● EXCERPT
Jun 07 2017
Patient-Centered Care

For PTSD Care, Technology Options on the Rise

From artificial intelligence and wearables to virtual reality, providers are testing more tools to treat patients.

The National Center for PTSD estimates that about 8 million adults suffer from post-traumatic stress disorder annually. Many of those individuals, it notes separately, also reside in remote areas with limited access to care, which can be mentally and financially burdensome in terms of treatment.

To that end, technology’s role in ensuring those suffering from PTSD receive the care they need continues to grow. Telemedicine through videoconferencing technology is one of the more common ways for providers to care for their patients, but it is by no means the only modality. In fact, artificial intelligence (AI), virtual reality and wearables are also being deployed to help treat these individuals.

[Natural-language descriptions of regions]
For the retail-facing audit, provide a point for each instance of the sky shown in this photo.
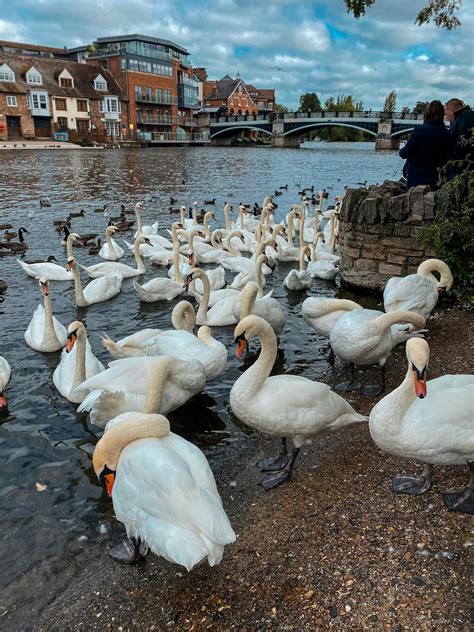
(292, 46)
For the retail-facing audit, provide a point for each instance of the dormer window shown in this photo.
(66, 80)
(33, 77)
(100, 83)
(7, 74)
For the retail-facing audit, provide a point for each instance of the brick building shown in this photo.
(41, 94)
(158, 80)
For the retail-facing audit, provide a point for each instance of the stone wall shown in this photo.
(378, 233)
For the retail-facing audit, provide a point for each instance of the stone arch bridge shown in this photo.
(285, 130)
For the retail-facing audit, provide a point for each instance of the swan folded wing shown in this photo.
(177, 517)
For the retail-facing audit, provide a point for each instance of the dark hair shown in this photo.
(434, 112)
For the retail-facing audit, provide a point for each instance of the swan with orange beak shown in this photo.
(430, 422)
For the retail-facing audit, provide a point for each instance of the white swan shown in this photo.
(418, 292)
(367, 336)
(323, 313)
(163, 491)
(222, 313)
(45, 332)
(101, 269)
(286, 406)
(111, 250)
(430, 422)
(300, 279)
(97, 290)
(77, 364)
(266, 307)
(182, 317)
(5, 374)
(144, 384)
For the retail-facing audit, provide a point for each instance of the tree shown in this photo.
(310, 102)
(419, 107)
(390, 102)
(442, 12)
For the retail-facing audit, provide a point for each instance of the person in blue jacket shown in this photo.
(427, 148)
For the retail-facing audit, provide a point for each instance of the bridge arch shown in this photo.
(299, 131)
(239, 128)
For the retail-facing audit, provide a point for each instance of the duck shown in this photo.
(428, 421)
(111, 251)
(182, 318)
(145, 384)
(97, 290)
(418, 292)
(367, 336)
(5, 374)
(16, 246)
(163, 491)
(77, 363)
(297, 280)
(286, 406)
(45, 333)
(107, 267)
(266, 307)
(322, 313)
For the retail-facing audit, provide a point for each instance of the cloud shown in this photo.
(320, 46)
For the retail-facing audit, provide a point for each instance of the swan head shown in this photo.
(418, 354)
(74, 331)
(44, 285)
==
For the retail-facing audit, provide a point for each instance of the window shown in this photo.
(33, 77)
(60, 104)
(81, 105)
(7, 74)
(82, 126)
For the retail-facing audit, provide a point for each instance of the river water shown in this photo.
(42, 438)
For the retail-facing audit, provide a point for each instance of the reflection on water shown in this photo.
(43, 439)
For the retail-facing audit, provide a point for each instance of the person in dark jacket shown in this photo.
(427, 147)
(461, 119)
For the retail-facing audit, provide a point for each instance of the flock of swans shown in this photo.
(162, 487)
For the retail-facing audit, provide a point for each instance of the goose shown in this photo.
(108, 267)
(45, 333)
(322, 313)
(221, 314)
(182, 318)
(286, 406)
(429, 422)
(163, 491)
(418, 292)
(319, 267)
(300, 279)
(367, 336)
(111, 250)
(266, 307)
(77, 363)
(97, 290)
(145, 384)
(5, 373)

● YOUR OBJECTIVE
Copy out the full article above on technology for PTSD care, word for word.

● SOLUTION TO THIS EXERCISE
Jun 07 2017
Patient-Centered Care

For PTSD Care, Technology Options on the Rise

From artificial intelligence and wearables to virtual reality, providers are testing more tools to treat patients.

The National Center for PTSD estimates that about 8 million adults suffer from post-traumatic stress disorder annually. Many of those individuals, it notes separately, also reside in remote areas with limited access to care, which can be mentally and financially burdensome in terms of treatment.

To that end, technology’s role in ensuring those suffering from PTSD receive the care they need continues to grow. Telemedicine through videoconferencing technology is one of the more common ways for providers to care for their patients, but it is by no means the only modality. In fact, artificial intelligence (AI), virtual reality and wearables are also being deployed to help treat these individuals.